## Objective
Please write out everything from the line containing "Category: lamb's ear" down to the line containing "pixel 603 284", swapping "lamb's" for "sheep's" and leaving all else in those lines unchanged.

## Provided data
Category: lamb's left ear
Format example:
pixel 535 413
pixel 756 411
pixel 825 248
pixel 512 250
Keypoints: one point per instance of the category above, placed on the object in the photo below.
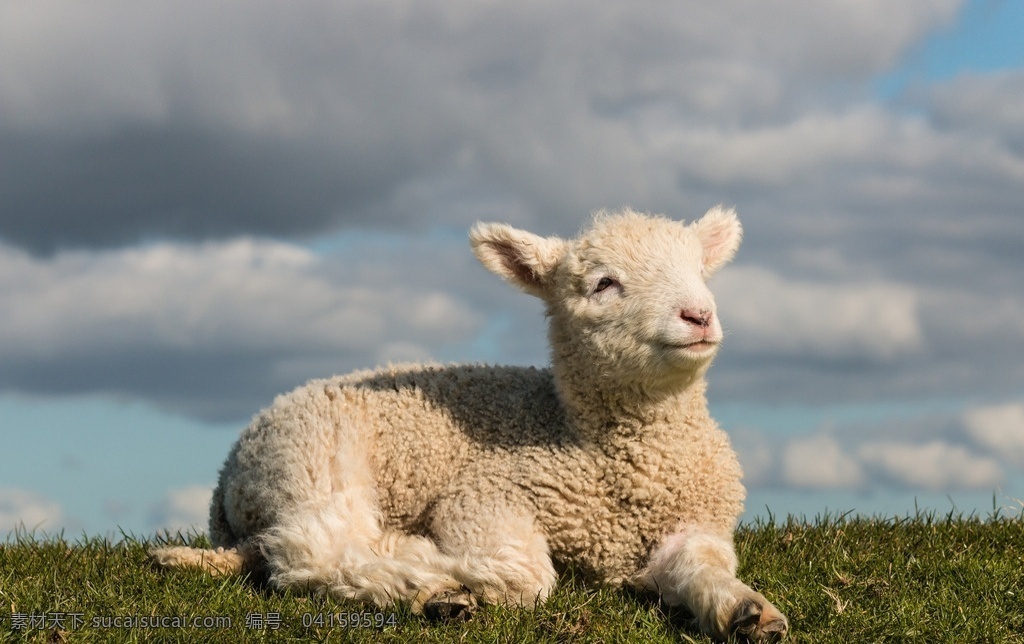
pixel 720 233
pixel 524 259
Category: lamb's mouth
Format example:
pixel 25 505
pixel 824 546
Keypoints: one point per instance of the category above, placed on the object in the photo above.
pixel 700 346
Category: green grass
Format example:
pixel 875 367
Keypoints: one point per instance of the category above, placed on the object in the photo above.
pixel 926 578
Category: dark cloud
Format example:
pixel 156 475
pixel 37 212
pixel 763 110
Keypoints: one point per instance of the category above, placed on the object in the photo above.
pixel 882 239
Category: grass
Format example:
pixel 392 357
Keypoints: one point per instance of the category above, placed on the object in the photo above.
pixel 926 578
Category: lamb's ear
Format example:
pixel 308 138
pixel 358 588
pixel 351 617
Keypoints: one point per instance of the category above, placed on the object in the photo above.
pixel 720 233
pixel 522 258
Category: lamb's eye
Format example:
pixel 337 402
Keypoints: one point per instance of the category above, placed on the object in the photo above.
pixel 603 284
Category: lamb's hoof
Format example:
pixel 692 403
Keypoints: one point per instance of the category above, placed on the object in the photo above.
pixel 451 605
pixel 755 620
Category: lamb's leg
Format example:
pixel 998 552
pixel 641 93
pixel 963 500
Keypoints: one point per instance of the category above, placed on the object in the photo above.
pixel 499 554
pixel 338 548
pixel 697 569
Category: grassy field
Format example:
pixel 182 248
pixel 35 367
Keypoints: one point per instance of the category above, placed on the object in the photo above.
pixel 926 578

* * *

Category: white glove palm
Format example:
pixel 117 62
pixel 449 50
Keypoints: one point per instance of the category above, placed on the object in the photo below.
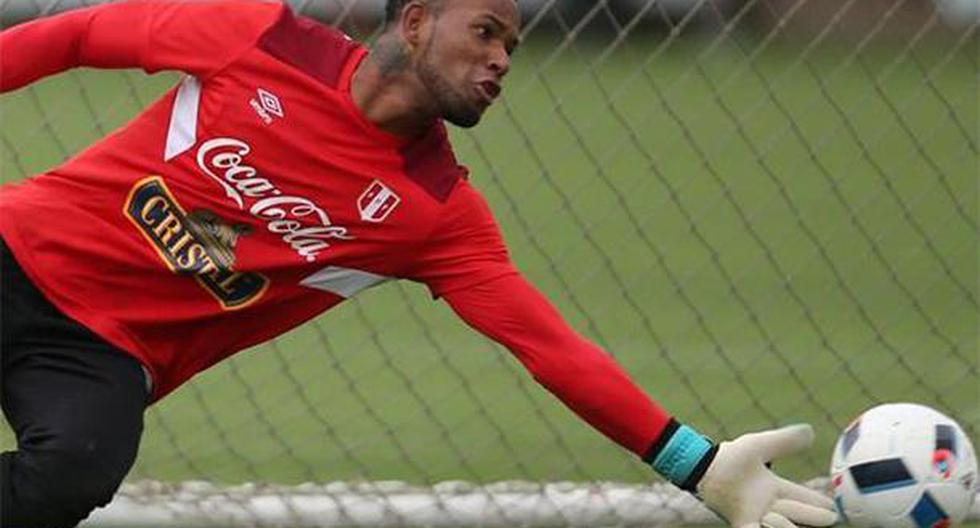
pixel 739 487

## Answer for the task
Category: sheep's ear
Format example:
pixel 308 138
pixel 358 588
pixel 351 617
Keypoints: one point per instance of the category above, placed on the object in the photo above.
pixel 720 233
pixel 522 258
Category: sheep's eye
Format example:
pixel 337 402
Keypoints: one point per instance of the category above, placed on the object in the photo above.
pixel 603 284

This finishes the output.